→ EXERCISE REQUIREMENTS
Quote the whole listing exactly. Leave the pictures out of your copy.

→ DATA FOR THIS TASK
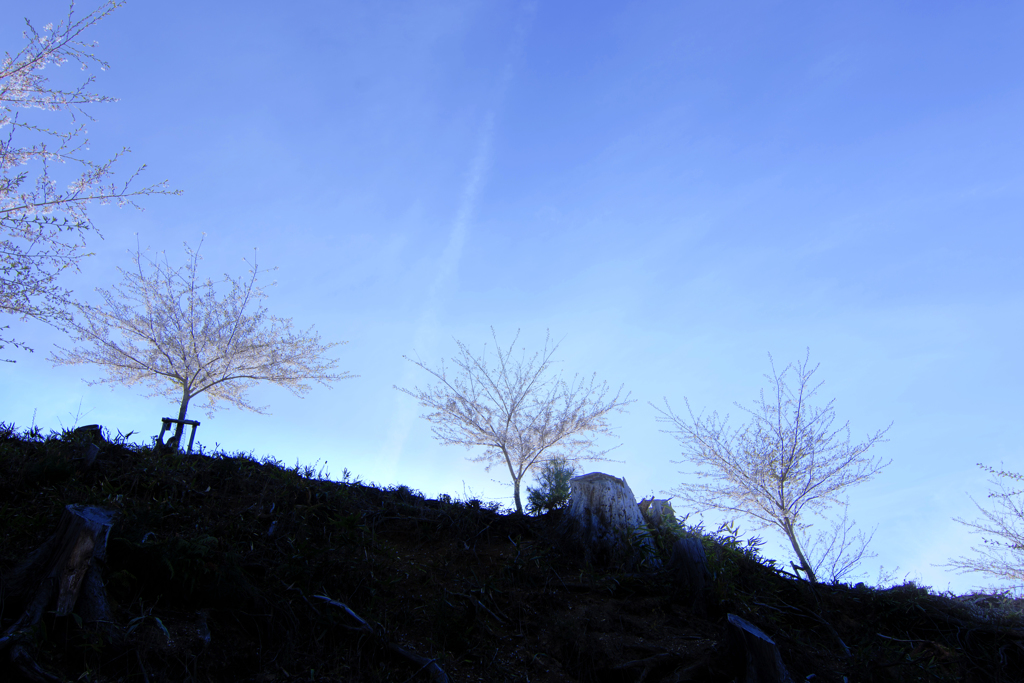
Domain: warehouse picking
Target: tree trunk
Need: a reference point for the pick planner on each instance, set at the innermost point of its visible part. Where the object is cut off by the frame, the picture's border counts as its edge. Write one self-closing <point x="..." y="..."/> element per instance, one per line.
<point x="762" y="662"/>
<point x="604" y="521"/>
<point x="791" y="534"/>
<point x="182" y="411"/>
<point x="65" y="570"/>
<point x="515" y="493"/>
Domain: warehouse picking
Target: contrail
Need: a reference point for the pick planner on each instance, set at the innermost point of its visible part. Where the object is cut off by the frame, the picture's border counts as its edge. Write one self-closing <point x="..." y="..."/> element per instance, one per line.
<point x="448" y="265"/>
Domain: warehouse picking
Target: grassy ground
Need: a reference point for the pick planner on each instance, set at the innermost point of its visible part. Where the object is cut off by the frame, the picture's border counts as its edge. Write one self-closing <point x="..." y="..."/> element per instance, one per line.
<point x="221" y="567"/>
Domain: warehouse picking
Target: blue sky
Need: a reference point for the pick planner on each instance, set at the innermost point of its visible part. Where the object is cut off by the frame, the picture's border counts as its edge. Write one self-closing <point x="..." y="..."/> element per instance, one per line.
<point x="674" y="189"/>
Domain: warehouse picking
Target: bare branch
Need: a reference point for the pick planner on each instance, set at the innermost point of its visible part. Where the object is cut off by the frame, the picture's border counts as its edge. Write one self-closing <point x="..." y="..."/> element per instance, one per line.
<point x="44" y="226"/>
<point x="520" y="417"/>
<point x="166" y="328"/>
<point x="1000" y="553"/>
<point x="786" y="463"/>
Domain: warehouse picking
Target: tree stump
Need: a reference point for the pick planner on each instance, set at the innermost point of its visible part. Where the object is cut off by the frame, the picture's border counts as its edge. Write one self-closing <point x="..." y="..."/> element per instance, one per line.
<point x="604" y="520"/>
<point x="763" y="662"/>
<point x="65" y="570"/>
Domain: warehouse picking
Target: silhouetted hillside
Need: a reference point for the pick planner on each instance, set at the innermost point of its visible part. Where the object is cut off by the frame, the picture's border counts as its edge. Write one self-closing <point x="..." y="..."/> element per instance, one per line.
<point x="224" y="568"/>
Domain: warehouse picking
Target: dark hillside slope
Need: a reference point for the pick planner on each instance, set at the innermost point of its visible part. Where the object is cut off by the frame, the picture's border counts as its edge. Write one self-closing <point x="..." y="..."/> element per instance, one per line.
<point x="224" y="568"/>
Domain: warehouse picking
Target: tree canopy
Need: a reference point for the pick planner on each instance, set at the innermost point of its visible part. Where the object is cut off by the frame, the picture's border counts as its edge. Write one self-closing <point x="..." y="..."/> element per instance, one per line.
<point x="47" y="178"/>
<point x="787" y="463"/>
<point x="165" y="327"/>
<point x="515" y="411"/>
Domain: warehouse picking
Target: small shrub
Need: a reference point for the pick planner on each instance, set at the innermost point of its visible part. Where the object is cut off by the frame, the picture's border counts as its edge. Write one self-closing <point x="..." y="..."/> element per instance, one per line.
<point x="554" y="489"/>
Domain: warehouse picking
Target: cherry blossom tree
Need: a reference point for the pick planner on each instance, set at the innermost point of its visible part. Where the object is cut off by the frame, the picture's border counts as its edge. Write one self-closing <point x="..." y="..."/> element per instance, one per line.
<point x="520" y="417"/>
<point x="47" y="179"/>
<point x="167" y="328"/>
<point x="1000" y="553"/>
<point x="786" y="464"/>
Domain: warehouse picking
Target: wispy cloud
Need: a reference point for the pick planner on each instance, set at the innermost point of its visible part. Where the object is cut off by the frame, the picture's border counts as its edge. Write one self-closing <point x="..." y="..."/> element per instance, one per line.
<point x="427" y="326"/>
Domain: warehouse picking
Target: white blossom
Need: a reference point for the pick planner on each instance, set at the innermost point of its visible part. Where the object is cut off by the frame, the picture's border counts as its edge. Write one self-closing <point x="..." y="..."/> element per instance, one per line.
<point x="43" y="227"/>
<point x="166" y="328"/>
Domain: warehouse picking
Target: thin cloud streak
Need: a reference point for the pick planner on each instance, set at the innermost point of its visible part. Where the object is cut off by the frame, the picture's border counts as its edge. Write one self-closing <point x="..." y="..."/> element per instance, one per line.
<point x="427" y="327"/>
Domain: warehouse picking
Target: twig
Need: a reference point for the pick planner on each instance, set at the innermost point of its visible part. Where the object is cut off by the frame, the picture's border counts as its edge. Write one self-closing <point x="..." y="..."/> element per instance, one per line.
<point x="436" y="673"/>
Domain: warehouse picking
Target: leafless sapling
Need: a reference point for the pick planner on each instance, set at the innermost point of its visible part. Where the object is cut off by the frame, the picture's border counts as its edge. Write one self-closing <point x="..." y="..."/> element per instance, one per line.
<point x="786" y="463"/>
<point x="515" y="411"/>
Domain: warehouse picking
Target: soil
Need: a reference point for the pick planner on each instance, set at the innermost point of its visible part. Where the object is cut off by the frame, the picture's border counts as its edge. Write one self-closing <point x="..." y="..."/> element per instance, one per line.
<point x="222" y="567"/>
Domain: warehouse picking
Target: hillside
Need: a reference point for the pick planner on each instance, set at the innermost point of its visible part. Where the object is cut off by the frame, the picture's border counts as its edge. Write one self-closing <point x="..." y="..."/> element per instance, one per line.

→ SOLVED EXERCISE
Domain: warehouse picking
Target: tree trunk
Need: a reference point for the pick planner on each instance, set at the innermost point of its visible part. Where the object is cut off by the frame, the picture's border counts as its edge. Write one self-closing <point x="..." y="..."/> element per instance, one per line.
<point x="762" y="662"/>
<point x="604" y="521"/>
<point x="791" y="534"/>
<point x="182" y="411"/>
<point x="65" y="570"/>
<point x="515" y="493"/>
Domain: warehouse picking
Target: contrail
Need: a reference point for the pick planner on each instance, set at the innermost point of its visible part. Where the object is cut off by the frame, the picture's border counts as its edge. Write one self-closing <point x="..." y="..."/> element per instance, one per line.
<point x="448" y="265"/>
Domain: warehouse picking
Target: grassy ground
Need: a reference point for the pick planner on each instance, set at the innermost point of its visible part. Where the object is cut off by the frame, the picture's border counts as its edge. Write one self-closing <point x="..." y="..."/> element per instance, one per line.
<point x="221" y="567"/>
Domain: warehouse picking
Target: blue sky
Need: a reference point for the pick planner on each instance, set at the innermost point of its visible part. Where the object is cut off by the frame, the picture's border counts as its edge. Write one self-closing <point x="..." y="..."/> element per instance, one per line.
<point x="674" y="189"/>
Domain: warehouse picking
Target: bare branch
Need: a reference point for the pick planner on each instance, set at the innermost point of its visible part. Where the object is cut off by the frame, the picture's border counts as its edge. Write one self-closing <point x="..." y="..."/> element per instance, one per line.
<point x="44" y="226"/>
<point x="520" y="417"/>
<point x="166" y="328"/>
<point x="1000" y="553"/>
<point x="786" y="463"/>
Domain: warehouse picking
Target: tree stump
Need: a reference point for the pick planner on each instance, set at the innermost point of its visible part. Where the object is cut off by the frame, the picture's border counts as its edge. Write one self-closing <point x="..." y="..."/> element per instance, one per line.
<point x="604" y="520"/>
<point x="763" y="662"/>
<point x="65" y="570"/>
Domain: warehouse picking
Target: silhouetted hillside
Need: a reference point for the pick planner on each instance, set at the innermost point of its visible part. Where the object is cut off by the frame, the picture's border counts as its edge. Write one self-closing <point x="..." y="..."/> element per instance, one per line.
<point x="224" y="568"/>
Domain: warehouse picking
Target: dark hillside slope
Need: a reference point for the pick planner on each instance, set at the innermost point of its visible part. Where the object is cut off by the frame, the picture's border counts as its edge. Write one self-closing <point x="..." y="..."/> element per instance, one per line.
<point x="224" y="568"/>
Domain: warehouse picking
Target: tree canopy
Need: a reference point for the pick planner on each instance, set at the innermost point of its visible part. Where the object is cut off by the frame, the picture's border counts as its edge. Write one self-closing <point x="..." y="..."/> element per instance, one per line.
<point x="47" y="178"/>
<point x="787" y="463"/>
<point x="165" y="327"/>
<point x="515" y="411"/>
Domain: warehouse picking
Target: small shrub
Need: a reference point for the pick planner on each instance, set at the innermost point of its visible part. Where the object is cut off by the frame, the picture's border counts as its edge. Write one self-closing <point x="..." y="..."/> element per instance, one per line.
<point x="554" y="489"/>
Domain: warehouse picking
Target: cherry blossom tree
Need: a reference point for the pick planner on each instance, set at the innermost point of its visible part. Where the object is cut off by the frame, the picture's border counts as its edge. Write one self-closing <point x="..." y="..."/> element per instance, one per line.
<point x="520" y="417"/>
<point x="47" y="179"/>
<point x="167" y="328"/>
<point x="1000" y="553"/>
<point x="786" y="464"/>
Domain: warehouse picking
Target: wispy cloud
Need: a reference point for the pick planner on each instance, set at the innermost point of its visible part. Where the object is cut off by the frame, the picture's border counts as its edge. Write one self-closing <point x="..." y="..."/> element per instance, one per line.
<point x="427" y="326"/>
Domain: warehouse picking
Target: white blossom
Need: a reference point for the pick planner on each instance, set at the innermost point of its visible part. Where the object is cut off by the frame, the picture's border counts as its edge. Write one self-closing <point x="..." y="..."/> element per instance, one per line.
<point x="43" y="227"/>
<point x="166" y="328"/>
Domain: warehouse picking
Target: thin cloud streak
Need: a reference point for the pick planner on each instance, set at the innermost point of its visible part. Where the object is cut off by the frame, the picture's border counts as its edge. Write one self-closing <point x="..." y="..."/> element per instance, one per line.
<point x="427" y="327"/>
Domain: warehouse picking
Target: twig
Need: a reference point for the pick planner on each instance, set at the innermost point of its visible part. Where the object is cut off by the frame, the picture's border counts as its edge. Write one self-closing <point x="..." y="..."/> element per instance, one per line.
<point x="436" y="673"/>
Domain: warehouse picking
Target: leafless sapling
Need: a reference point for the pick planner on each instance, set at the innermost point of its visible part. Where the object is cut off by the frame, the picture's border counts as its edge. Write one self-closing <point x="..." y="..."/> element per instance, one per line.
<point x="786" y="463"/>
<point x="515" y="411"/>
Domain: warehouse picking
Target: soil
Need: a reference point for the pick planner on each instance, set at the innermost point of its visible part. Where the object is cut off by the frame, the picture's border counts as its edge. Write one self-closing <point x="..." y="..."/> element per instance, one per line.
<point x="222" y="567"/>
Domain: warehouse picking
Target: hillside
Need: a reference point for the pick planner on each instance, set at the innermost point of its visible part. Where the object is cut off by the frame, the picture's border counts as its edge. Write one self-closing <point x="..." y="..."/> element per instance, one per line.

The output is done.